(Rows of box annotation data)
#####
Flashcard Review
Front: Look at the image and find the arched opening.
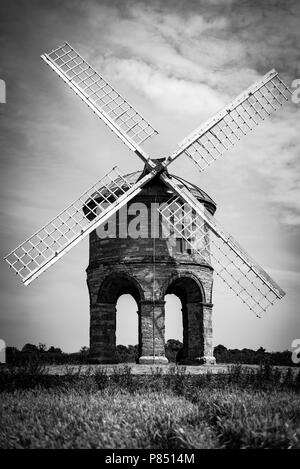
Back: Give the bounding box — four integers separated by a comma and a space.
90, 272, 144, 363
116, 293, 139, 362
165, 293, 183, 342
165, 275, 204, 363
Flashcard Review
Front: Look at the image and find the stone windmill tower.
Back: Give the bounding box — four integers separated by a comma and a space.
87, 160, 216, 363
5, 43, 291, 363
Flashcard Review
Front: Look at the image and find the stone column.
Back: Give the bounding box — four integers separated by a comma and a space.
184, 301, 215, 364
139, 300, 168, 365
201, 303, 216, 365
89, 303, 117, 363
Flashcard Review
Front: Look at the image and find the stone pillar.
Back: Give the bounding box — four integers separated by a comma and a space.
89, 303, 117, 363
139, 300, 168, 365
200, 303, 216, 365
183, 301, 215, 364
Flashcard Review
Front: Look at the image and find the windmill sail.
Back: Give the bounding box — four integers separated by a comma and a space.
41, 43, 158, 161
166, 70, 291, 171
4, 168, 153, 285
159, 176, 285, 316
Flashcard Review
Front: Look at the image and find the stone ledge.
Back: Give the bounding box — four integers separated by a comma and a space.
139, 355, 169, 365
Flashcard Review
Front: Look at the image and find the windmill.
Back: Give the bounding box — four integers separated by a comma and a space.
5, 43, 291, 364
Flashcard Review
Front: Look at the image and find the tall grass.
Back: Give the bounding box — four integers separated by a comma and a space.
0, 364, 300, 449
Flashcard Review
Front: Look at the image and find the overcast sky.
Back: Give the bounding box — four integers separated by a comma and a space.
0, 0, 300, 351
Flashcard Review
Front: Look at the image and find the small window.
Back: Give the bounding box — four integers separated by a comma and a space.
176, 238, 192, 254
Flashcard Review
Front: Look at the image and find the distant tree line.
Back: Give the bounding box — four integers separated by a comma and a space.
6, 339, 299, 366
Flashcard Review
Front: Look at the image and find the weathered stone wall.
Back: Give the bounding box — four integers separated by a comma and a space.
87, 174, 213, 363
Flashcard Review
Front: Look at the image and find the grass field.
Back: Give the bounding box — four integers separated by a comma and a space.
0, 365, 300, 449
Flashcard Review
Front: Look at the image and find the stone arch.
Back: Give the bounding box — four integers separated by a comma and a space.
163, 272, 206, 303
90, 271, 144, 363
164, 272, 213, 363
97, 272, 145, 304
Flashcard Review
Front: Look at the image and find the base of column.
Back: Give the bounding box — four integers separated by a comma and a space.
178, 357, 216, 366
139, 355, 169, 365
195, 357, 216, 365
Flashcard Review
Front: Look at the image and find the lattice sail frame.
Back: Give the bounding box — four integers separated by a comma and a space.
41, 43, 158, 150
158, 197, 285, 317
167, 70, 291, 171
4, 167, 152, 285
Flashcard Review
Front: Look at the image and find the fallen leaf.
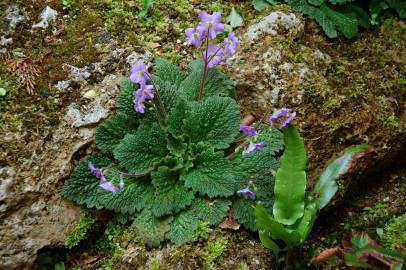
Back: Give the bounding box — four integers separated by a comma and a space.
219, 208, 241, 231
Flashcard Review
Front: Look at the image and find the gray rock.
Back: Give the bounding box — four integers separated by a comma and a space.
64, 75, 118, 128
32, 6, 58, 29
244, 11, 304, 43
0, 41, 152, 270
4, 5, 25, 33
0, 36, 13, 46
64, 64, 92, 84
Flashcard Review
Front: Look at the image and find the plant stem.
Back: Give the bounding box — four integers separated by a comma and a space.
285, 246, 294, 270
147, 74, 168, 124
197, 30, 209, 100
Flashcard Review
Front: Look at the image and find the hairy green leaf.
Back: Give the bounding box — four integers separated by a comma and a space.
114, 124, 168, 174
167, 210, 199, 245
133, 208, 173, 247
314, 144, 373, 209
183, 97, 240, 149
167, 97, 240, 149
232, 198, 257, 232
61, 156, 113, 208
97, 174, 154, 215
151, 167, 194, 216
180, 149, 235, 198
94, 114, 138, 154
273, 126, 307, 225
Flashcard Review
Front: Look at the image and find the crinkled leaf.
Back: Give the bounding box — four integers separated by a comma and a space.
#####
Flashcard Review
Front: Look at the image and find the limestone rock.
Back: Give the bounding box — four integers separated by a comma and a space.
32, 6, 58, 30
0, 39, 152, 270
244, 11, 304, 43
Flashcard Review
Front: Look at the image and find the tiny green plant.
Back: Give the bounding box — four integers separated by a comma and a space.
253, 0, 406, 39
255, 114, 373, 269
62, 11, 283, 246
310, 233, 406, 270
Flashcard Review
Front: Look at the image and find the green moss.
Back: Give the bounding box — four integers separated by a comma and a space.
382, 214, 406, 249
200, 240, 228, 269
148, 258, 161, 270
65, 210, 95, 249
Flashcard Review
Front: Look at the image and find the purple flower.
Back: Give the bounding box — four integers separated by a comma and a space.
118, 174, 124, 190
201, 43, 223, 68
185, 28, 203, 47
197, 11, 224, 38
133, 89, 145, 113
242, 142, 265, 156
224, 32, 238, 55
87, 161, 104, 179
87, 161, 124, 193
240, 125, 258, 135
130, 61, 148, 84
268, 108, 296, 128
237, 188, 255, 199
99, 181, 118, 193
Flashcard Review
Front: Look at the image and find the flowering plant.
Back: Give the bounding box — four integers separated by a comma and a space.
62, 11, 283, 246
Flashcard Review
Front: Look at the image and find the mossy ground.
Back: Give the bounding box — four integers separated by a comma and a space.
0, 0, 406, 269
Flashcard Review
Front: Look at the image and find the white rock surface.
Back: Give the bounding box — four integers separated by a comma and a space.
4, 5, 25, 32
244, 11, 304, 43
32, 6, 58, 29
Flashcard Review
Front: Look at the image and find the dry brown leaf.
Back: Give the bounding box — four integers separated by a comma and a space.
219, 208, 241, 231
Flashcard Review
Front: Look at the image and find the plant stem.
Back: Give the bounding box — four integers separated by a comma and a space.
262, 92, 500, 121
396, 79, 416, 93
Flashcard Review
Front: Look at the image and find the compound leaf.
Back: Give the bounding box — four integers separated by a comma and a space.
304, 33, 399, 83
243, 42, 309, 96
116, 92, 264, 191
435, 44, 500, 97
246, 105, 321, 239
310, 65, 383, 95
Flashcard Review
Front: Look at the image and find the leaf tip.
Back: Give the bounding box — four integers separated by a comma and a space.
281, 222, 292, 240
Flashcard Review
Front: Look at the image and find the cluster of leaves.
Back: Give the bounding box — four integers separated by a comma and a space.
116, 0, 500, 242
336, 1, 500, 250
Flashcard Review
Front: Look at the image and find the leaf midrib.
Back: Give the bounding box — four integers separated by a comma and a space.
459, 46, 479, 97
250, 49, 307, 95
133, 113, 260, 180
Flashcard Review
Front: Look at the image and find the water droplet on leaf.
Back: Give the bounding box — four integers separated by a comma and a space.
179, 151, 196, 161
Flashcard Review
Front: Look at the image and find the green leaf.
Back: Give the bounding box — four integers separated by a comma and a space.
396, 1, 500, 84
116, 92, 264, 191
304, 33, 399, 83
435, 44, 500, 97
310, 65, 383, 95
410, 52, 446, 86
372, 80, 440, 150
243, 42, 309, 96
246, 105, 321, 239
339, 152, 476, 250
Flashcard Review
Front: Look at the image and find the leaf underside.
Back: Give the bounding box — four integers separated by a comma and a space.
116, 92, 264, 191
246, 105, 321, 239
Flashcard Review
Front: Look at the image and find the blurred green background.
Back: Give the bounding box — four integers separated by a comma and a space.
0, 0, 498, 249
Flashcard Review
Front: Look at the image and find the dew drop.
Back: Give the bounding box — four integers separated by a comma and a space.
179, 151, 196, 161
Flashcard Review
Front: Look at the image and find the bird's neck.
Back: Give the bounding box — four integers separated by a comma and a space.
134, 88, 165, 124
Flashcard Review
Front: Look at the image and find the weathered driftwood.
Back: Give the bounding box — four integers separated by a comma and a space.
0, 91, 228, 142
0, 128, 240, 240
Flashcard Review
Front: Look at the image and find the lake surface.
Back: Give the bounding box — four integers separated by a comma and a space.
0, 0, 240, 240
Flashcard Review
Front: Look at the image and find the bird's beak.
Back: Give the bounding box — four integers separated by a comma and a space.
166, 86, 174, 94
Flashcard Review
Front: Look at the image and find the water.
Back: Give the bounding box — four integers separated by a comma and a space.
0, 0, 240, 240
#####
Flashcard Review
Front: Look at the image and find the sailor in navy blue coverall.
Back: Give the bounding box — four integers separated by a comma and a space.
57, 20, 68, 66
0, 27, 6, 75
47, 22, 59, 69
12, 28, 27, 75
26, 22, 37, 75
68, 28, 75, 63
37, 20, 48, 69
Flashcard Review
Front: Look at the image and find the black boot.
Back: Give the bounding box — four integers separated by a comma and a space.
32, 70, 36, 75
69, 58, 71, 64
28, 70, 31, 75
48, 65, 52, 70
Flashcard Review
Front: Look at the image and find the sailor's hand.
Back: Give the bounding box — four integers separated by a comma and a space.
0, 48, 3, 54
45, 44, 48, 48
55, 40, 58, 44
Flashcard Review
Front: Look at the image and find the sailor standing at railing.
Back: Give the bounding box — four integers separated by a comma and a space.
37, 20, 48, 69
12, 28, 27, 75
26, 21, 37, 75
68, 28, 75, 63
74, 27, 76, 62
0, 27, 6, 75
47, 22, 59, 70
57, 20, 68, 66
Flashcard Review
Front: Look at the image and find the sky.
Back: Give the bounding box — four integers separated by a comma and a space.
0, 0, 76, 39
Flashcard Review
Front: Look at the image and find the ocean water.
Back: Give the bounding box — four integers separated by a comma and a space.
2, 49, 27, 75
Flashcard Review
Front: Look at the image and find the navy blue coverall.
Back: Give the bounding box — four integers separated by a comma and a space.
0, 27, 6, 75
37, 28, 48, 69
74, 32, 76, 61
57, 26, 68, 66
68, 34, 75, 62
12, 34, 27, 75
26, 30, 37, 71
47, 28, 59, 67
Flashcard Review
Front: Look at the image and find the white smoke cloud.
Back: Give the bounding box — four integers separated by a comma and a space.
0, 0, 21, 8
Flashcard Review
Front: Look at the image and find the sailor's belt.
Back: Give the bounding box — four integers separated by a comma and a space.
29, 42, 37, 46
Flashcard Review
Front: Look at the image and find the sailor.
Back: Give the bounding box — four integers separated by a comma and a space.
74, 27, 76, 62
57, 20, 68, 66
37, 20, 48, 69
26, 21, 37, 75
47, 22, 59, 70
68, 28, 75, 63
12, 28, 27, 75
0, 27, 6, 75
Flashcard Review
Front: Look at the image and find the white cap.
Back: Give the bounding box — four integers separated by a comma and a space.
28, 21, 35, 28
#####
• [SHORT EXERCISE]
Locate each line in the records above that holds the word "navy" and copy those lines in full.

• [RESULT OF THIS TASK]
Front: Look at the image and find the sailor in navy blue coverall.
Front: Look at the image and find the navy blue coverall.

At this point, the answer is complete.